_EXERCISE_:
Arrange the lines in the rows below as a JSON list of strings, one string per line and no blank lines. Start with the line that contains "Q: Pick out each instance of the shirt" and go on through the end of the rows, including only those lines.

━━ DATA TO PROCESS ━━

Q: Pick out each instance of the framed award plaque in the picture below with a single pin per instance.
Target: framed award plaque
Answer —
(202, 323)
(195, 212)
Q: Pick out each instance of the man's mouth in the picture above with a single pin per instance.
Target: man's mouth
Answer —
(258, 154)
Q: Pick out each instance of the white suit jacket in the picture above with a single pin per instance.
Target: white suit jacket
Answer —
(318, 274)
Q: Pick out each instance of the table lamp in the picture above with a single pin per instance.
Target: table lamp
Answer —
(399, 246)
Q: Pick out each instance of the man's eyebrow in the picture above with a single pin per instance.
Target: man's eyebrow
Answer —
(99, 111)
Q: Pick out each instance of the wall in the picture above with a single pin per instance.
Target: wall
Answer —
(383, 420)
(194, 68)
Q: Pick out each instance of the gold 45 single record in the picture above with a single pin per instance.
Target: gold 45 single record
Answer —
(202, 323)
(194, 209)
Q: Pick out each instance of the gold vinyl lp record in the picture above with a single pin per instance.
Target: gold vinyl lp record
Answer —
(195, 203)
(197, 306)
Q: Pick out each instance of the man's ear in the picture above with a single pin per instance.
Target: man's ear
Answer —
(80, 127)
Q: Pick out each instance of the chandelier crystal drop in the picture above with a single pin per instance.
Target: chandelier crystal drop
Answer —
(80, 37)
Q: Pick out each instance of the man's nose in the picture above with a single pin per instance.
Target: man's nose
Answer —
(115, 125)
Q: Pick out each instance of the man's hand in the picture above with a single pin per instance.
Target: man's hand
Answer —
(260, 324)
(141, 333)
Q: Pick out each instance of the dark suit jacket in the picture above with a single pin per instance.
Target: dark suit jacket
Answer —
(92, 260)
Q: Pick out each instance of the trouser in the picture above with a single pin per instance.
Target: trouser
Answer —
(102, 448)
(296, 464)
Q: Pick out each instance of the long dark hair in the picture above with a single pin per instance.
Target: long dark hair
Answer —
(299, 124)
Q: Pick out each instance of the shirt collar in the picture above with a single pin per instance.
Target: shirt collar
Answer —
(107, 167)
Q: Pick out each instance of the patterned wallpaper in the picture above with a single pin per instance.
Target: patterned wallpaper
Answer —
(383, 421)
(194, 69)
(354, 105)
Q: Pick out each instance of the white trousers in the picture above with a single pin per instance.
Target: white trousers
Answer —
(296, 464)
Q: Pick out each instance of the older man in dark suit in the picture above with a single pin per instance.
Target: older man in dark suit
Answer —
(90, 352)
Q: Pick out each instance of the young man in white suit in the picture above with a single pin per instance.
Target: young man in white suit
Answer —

━━━

_TASK RESPONSE_:
[
  "Q: Pick out each instance of the shirt collar in the picture above with a single pin per instance.",
  "Target: shirt collar",
  "Answer —",
  "(107, 167)",
  "Q: Pick out each instance of the patterned wallpaper in the picture above with a single pin per instance.",
  "Target: patterned wallpaper",
  "Answer —",
  "(383, 421)",
  "(194, 69)",
  "(354, 105)",
  "Q: Pick out each instance of the white trousers in the picture above with a single pin per instance.",
  "Target: white trousers",
  "Answer —",
  "(296, 464)",
  "Q: Pick out each instance of the older man in dark suit in the picture above with a single pin per instance.",
  "Target: older man in dark suit",
  "Answer —",
  "(90, 352)",
  "Q: Pick out each instance of the young man in white suit in the picture above with a single pin per instance.",
  "Target: young man in white suit",
  "Answer —"
]